Convert the lines below into a two-column CSV with the headers input and output. Start a new row at every line that begins with "Annotate". Put that text in input and its answer in output, each as one quoted field with line breaks replaced by spaces.

Extracted data entries:

= = = = = = =

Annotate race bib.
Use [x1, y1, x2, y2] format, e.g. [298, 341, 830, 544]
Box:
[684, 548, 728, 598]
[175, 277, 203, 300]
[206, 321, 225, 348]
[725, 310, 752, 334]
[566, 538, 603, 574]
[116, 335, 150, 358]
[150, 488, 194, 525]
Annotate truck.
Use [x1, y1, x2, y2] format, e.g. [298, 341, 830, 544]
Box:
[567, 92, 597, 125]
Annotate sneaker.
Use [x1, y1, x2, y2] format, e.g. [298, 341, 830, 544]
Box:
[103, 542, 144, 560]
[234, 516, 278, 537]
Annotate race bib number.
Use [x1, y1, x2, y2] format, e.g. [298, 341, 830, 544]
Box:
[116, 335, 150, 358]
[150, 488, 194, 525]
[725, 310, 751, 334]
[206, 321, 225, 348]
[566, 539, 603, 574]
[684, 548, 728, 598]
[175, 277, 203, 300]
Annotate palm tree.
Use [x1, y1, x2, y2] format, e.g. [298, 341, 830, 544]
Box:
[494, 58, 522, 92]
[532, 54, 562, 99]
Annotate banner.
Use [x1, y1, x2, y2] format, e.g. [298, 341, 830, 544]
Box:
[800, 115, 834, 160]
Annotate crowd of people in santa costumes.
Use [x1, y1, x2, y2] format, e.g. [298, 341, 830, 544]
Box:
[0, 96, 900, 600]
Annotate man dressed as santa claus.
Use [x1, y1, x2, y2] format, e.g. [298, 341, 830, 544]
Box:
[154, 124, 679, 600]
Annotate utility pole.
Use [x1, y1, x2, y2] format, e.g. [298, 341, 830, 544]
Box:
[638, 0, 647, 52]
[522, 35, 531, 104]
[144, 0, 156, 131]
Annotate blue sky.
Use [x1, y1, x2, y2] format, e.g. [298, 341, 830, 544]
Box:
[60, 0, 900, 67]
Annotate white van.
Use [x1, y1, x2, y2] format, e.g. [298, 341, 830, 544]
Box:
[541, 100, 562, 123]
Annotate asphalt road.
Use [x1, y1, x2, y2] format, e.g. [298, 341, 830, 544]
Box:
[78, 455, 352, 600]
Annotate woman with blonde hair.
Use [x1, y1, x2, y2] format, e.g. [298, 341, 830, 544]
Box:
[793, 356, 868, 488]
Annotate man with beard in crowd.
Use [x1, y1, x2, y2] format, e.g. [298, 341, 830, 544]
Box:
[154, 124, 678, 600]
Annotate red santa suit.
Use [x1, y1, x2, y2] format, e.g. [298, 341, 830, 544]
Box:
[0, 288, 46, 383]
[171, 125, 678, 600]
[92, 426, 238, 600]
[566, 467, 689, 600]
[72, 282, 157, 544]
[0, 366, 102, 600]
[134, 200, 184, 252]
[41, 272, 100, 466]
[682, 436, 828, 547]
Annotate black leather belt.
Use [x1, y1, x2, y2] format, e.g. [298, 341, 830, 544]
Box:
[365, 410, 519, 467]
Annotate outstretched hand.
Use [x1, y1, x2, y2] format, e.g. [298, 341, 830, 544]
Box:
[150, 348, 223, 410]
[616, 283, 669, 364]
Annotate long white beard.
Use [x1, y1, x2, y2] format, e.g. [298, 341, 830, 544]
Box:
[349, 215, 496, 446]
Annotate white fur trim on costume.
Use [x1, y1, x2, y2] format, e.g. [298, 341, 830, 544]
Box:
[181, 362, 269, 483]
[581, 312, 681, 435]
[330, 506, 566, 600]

= = = = = = =

> Solution to this problem
input,output
"Annotate race bib. Use [x1, y1, x2, y2] format, e.g. [298, 341, 830, 544] Box:","[684, 548, 728, 598] [175, 277, 203, 300] [206, 321, 225, 348] [725, 310, 752, 334] [566, 538, 603, 574] [116, 335, 150, 358] [150, 488, 194, 525]"
"Annotate truck. Use [x1, y1, x2, y2] format, e.g. [298, 341, 830, 544] Box:","[567, 92, 597, 125]"
"Annotate sneaker. Use [x1, y1, x2, y2] format, e.g. [298, 341, 830, 544] Box:","[103, 542, 144, 560] [234, 516, 278, 537]"
"Annotate race bib number. Use [x1, y1, x2, y2] format, e.g. [298, 341, 830, 544] Box:","[116, 335, 150, 358] [150, 488, 194, 525] [725, 310, 751, 334] [206, 321, 225, 348] [566, 539, 603, 574] [684, 548, 728, 598] [175, 277, 203, 300]"
"Annotate palm tree. Use [x1, y1, x2, y2] format, e.g. [298, 341, 830, 544] Box:","[494, 58, 522, 92] [532, 54, 562, 99]"
"Annotate banner. Use [x1, y1, x2, y2] format, e.g. [298, 341, 830, 544] Box:","[800, 115, 834, 160]"
"Annotate crowd of people in santa costumes. Use [x1, y1, x2, y2] format, e.g. [298, 341, 830, 544] Box:","[0, 96, 900, 600]"
"Annotate man dressed as santa claus. Use [x1, y1, x2, y2] format, e.g. [298, 341, 830, 544] Box:","[154, 124, 679, 600]"
"Annotate utility pole. Use [x1, y1, x2, y2] format, e.g. [298, 341, 830, 544] Box:","[638, 0, 647, 52] [522, 35, 531, 104] [144, 0, 156, 131]"
"Annotate blue sky. Use [x1, y1, x2, y2] format, e.g. [298, 341, 830, 544] Box:","[60, 0, 900, 67]"
"Annotate white van. Use [x1, y1, x2, y2] format, e.g. [298, 341, 830, 544] Box:","[541, 100, 562, 123]"
"Annotate asphalt road. Use [x1, y1, x2, y2] format, e.g. [298, 341, 830, 544] Box:","[78, 455, 352, 600]"
"Annotate woman with blonde hair. Use [x1, y1, x2, y2] format, e.g. [298, 341, 830, 544] Box:","[793, 356, 868, 488]"
"Annotate man with beard in crowd. Use [x1, y1, x2, y2] format, e.g. [298, 341, 830, 544] Box:","[154, 124, 678, 600]"
"Annotate red santa suit. Use [x1, y1, x2, y2] format, e.g. [298, 341, 830, 544] Box:","[0, 288, 46, 383] [171, 125, 678, 600] [92, 426, 238, 600] [566, 467, 689, 600] [72, 282, 157, 544] [0, 366, 102, 600] [134, 200, 184, 252] [41, 272, 100, 466] [682, 436, 828, 547]"
"Annotate black leather belt. Use [x1, y1, x2, y2] format, e.g. [298, 341, 830, 544] Box:","[365, 410, 519, 467]"
"Annotate outstretched hand. Use [x1, y1, x2, y2] format, e.g. [298, 341, 830, 544] Box:","[150, 348, 223, 410] [616, 283, 669, 364]"
"Annotate long white beard. Use [x1, y1, x2, y2] format, e.g. [298, 341, 830, 544] Box:","[349, 215, 496, 446]"
"Annotate white fur trim on costume. Use [x1, y1, x2, y2] format, e.g. [298, 341, 830, 544] Box:","[181, 362, 269, 483] [581, 312, 681, 435] [330, 506, 566, 600]"